**Aufgaben:**
1. Wie viele Teilnehmer diskutierten laut dem Bericht über die Online 87 in den Symposien?
2. Schreiben Sie den Abschnitt des Berichts über die Online 87 neu, der mit den Worten „Btx war ein“ beginnt und nach „Btx und Softwaretechnologie.“ endet, und setzen Sie dabei „Besucher“ anstelle von „Teilnehmer“ ein.

Ganz liberal die Post zerschlagen: Bericht von der Online 87

Auf der Kongreßmesse für Telekommunikation, »Online 87«, fanden die Besucher einige wenige Neuheiten. Turbulenter ging es auf dem die Messe begleitenden Symposium zu: Industrie und Politiker bliesen zum Angriff auf die Deutsche Bundespost.

Btx war ein Thema des Online-Kongresses

Die Damen und Herren aus Politik und Wirtschaft waren unter sich im Hamburger Kongreßzentrum: Dafür sorgten schon die gesalzenen Eintrittspreise. In 32 Symposien mit 224 Referaten diskutierten die rund 2500 Teilnehmer über Telekommunikation in Europa, über Büro-, Kabel- und Satellitenkommunikation, über Btx und Softwaretechnologie.

Deutlich wie sonst selten war auf dem Kongreß der Unmut der Privatindustrie über die hohen Gewinne des Bundesunternehmens »Deutsche Bundespost« zu spüren. Man will sie lieber selber machen. Schon in seiner Eröffnungsrede sprach der parlamentarische Staatssekretär im Wirtschaftsministerium, Martin Grüner, mit Blick auf die Deutsche Bundespost von der »Neuabgrenzung von Monopol- und Wettbewerbsbereich«, Er hielt »staatliches Vorsorgedenken« im Bereich der Telekommunikation für »überholt« und Bernhard Dorn, der Geschäftsführer der deutschen IBM, plädierte gleichfalls für ein »freies Spiel der Kräfte« auf dem Gebiet der Telekommunikations-Serviceleistungen. Noch deutlicher wurde der niedersächsische Wirtschaftsminister Walter Hirche: Er forderte die Abtrennung des Brief- und Paketdienstes von dem Bereich der Telekommunikation. Er kritisierte daß mit den Gewinnen aus den elektronischen Diensten die Verluste im Bereich des Briefverkehrs auf dem flachen Land ausgeglichen werden und sprach von einem »Klotz am Bein der Telekommunikation«. Inzwischen hat der Bundesfachausschuß für Wirtschafts- und Verbraucherpolitik sich die Forderung nach Zerschlagung der Post zu eigen gemacht: Die alleinige Netzträgerschaft der Post soll darüber hinaus auch gleich mit abgeschafft werden.

Einzig der Bundestagsabgeordnete Peter Palerna sprach sich für die Beibehaltung des jetzigen Zustands bei gleichzeitiger Demokratisierung der Entscheidungsabläufe innerhalb der PosX aus. Sein Argument: Durch die Zerschlagung der Post ließen sich Nachteile wie höhere Gebühren und seltenere Leerungszeiten der Briefkästen für die Verbraucher außerhalb der Ballungsräume nicht vermeiden.

**Daten:**
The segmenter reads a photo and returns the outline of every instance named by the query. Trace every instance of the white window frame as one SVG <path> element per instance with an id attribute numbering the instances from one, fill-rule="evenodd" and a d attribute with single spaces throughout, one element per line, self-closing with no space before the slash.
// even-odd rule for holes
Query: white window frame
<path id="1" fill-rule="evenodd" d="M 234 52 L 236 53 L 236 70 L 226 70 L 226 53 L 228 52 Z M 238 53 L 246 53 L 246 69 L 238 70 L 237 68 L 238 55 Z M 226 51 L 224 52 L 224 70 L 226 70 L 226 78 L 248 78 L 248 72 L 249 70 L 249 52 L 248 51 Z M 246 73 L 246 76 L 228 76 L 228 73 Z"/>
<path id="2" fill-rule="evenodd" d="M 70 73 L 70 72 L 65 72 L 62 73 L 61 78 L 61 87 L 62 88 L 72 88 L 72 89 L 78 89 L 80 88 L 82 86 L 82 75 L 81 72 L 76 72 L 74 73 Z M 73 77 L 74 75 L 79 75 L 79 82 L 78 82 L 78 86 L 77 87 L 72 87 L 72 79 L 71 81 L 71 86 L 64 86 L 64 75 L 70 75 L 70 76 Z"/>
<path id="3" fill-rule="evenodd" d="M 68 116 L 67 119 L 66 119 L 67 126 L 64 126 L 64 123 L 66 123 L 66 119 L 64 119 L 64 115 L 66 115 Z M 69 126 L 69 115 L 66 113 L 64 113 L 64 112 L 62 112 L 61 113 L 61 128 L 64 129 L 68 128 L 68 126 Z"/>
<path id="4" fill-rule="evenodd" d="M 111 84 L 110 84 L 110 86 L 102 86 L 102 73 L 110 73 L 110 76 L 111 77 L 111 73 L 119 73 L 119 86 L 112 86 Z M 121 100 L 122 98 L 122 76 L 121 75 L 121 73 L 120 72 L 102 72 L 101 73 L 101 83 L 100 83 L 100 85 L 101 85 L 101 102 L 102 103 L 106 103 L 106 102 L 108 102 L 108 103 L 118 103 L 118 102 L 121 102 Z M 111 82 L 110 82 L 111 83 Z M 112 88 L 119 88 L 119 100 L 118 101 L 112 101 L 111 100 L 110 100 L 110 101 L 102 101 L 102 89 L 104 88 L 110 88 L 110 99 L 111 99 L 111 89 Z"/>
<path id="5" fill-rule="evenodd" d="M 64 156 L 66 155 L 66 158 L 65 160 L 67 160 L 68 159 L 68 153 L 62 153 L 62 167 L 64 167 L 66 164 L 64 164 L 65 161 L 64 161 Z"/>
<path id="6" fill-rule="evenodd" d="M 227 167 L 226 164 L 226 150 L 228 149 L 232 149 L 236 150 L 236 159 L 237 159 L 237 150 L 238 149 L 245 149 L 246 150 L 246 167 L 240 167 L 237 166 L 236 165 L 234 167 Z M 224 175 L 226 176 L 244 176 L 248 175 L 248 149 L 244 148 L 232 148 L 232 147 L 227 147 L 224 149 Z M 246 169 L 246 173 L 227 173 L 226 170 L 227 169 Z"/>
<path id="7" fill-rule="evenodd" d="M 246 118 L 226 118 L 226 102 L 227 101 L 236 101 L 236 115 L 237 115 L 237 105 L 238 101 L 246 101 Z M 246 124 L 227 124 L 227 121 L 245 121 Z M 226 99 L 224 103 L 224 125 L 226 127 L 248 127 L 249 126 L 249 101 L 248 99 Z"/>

**Die Lösungen:**
1. Rund 2500 Teilnehmer.

2.
Btx war ein Thema des Online-Kongresses

Die Damen und Herren aus Politik und Wirtschaft waren unter sich im Hamburger Kongreßzentrum: Dafür sorgten schon die gesalzenen Eintrittspreise. In 32 Symposien mit 224 Referaten diskutierten die rund 2500 Besucher über Telekommunikation in Europa, über Büro-, Kabel- und Satellitenkommunikation, über Btx und Softwaretechnologie.